**INPUT DATA**
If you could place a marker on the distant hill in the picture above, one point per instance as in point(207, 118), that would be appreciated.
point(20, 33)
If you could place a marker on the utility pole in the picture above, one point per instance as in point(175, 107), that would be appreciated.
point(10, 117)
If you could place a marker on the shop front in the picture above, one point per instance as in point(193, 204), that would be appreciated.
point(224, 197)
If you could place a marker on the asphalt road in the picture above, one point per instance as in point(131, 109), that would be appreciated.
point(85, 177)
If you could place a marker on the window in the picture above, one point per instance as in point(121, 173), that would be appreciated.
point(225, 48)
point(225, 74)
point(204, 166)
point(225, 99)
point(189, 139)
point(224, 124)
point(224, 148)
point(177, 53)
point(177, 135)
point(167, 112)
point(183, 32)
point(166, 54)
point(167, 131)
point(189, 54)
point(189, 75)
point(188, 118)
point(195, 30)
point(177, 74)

**WHAT YOU ARE ASKED TO DO**
Please restate word for word only the lines running from the line that contains "If you could place a marker on the utility" to the final line of the listing above.

**SOLVED EXERCISE**
If you could place a marker on the utility pole in the picture above, one point per instance as in point(175, 107), that would be appreciated.
point(10, 117)
If you could place a marker on the shop front in the picture above, one point per instance as in point(193, 204), that would be appreciated.
point(224, 197)
If you could place a marker on the asphalt road in the picture above, one point per instance as in point(131, 109), that would be appreciated.
point(85, 177)
If you could place a marker on the window in the picture above, one point per instance as in point(121, 173), that would be appreciated.
point(225, 48)
point(225, 74)
point(204, 166)
point(225, 99)
point(189, 139)
point(224, 124)
point(224, 148)
point(177, 53)
point(177, 135)
point(167, 112)
point(183, 32)
point(166, 54)
point(167, 131)
point(189, 54)
point(189, 75)
point(188, 118)
point(195, 30)
point(177, 74)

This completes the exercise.